**Required action:** The listing should be printed again without a single change.

Input data below:

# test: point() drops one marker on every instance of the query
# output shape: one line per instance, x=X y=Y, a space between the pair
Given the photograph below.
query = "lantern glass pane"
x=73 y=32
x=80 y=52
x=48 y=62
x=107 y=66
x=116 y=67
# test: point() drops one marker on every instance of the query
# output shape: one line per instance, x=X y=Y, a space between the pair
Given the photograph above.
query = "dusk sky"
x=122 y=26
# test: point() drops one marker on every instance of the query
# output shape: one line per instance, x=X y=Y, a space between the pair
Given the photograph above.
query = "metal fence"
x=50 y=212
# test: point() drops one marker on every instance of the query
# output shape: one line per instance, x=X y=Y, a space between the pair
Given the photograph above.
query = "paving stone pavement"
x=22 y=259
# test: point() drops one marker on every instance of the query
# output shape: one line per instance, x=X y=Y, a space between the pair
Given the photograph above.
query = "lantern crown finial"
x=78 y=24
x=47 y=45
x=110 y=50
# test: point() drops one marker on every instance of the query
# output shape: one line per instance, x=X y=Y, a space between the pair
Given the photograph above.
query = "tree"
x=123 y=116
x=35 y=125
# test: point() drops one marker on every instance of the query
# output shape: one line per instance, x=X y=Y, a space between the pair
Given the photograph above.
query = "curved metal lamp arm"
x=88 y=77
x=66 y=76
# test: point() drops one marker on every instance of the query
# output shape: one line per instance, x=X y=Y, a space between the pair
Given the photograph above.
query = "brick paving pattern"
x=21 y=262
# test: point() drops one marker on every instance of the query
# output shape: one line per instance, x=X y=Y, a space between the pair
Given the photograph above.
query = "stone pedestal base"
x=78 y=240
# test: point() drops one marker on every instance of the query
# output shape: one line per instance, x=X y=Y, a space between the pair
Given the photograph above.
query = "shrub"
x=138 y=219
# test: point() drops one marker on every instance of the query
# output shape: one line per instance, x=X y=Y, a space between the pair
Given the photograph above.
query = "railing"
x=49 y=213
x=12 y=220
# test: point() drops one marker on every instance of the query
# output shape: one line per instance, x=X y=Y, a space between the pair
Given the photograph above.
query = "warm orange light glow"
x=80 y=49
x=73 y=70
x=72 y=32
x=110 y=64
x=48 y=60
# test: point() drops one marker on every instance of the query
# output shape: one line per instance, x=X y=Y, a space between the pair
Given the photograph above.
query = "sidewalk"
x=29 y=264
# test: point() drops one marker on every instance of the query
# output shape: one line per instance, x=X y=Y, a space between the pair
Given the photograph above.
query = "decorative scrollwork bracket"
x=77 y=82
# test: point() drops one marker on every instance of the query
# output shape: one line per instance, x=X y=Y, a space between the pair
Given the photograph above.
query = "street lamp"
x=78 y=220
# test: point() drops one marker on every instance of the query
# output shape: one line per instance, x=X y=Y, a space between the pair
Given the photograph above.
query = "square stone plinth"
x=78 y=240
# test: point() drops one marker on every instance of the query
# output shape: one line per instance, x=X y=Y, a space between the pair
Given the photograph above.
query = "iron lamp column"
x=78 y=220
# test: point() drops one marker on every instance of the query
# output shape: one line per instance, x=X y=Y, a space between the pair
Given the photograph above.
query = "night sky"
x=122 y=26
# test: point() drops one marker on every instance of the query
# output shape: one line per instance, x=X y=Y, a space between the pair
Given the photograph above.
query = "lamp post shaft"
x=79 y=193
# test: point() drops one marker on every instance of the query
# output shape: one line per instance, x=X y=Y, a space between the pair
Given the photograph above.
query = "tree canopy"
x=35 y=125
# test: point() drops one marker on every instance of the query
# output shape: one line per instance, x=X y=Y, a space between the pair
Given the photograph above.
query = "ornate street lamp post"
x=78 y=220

End of Input data.

**Answer box:**
# test: point() drops one marker on every instance of the query
# output shape: one line per instance, x=X y=Y, a space between the pair
Given the photograph below.
query = "lantern glass pane"
x=73 y=32
x=80 y=52
x=48 y=62
x=107 y=66
x=116 y=67
# test: point() drops one marker on every instance of the query
# output shape: one line per instance, x=X y=Y, a space between the pair
Given the photograph above.
query = "dusk sky"
x=122 y=26
# test: point() drops one marker on every instance of the query
# output shape: one line per instance, x=X y=Y, a space between the pair
Given the photograph above.
query = "metal fence"
x=50 y=212
# test: point() drops one marker on every instance of the query
# output shape: one line per instance, x=X y=Y, a space between the pair
Given the photograph above.
query = "paving stone pavement"
x=22 y=259
# test: point() drops one marker on every instance of the query
# output shape: one line per instance, x=X y=Y, a space between the pair
Given the photograph above.
query = "lantern crown finial"
x=78 y=24
x=47 y=45
x=110 y=50
# test: point() drops one marker on every instance of the query
# output shape: one line per instance, x=X y=Y, a space between the pair
Given the photograph above.
query = "tree"
x=123 y=116
x=35 y=125
# test: point() drops one marker on every instance of the query
# output shape: one line per instance, x=X y=Y, a space between the pair
Given the photograph above.
query = "curved metal lamp arm"
x=88 y=77
x=66 y=76
# test: point() drops one marker on every instance of the query
# output shape: one line per instance, x=X y=Y, a space between the pair
Given the photograph above.
query = "brick paving pattern"
x=21 y=262
# test: point() drops one marker on every instance of the query
# output shape: one line per instance, x=X y=Y, a space between the pair
Given the photograph above.
query = "stone pedestal base"
x=78 y=240
# test: point() drops one marker on every instance of the query
# output shape: one line per instance, x=X y=Y, a space between the pair
Given the photograph above.
query = "shrub"
x=138 y=219
# test: point() drops one marker on every instance of the query
# output shape: one line per instance, x=X y=Y, a space between the pair
Given the photograph above.
query = "railing"
x=49 y=213
x=12 y=220
# test: point() drops one marker on every instance of the query
# output shape: one line per instance, x=X y=Y, a space between the pair
Given the photograph above.
query = "warm orange light glow"
x=80 y=49
x=73 y=70
x=72 y=32
x=110 y=64
x=48 y=60
# test: point() drops one marker on every instance of the query
# output shape: one line per instance, x=X y=Y, a space between the pair
Given the photograph above.
query = "sidewalk"
x=29 y=264
# test: point() drops one marker on every instance of the query
# output shape: one line per instance, x=X y=Y, a space between the pair
Given the photograph above.
query = "decorative scrollwork bracket"
x=77 y=82
# test: point() drops one marker on every instance of the query
# output shape: one line per instance, x=X y=Y, a space between the pair
Given the photograph above.
query = "street lamp"
x=78 y=220
# test: point() drops one marker on every instance of the query
# output shape: one line per instance, x=X y=Y, a space between the pair
Given the photograph above.
query = "square stone plinth"
x=78 y=240
# test: point() drops one marker on every instance of the query
# output shape: one line per instance, x=X y=Y, a space between the pair
Given the photograph above.
query = "iron lamp column"
x=78 y=220
# test: point() drops one marker on every instance of the query
# output shape: one line per instance, x=X y=Y, a space between the pair
Given the photograph above.
query = "night sky"
x=122 y=26
# test: point() drops one marker on every instance of the query
# output shape: one line per instance, x=X y=Y, a space between the pair
Given the photograph above.
query = "lamp post shaft"
x=79 y=193
# test: point() drops one marker on every instance of the query
# output shape: one line per instance, x=X y=Y, a space between the pair
Given the photograph above.
query = "tree canopy"
x=35 y=125
# test: point() drops one marker on every instance of the query
# output shape: one line per instance, x=X y=Y, a space between the pair
Given the photograph above.
query = "ornate street lamp post"
x=78 y=220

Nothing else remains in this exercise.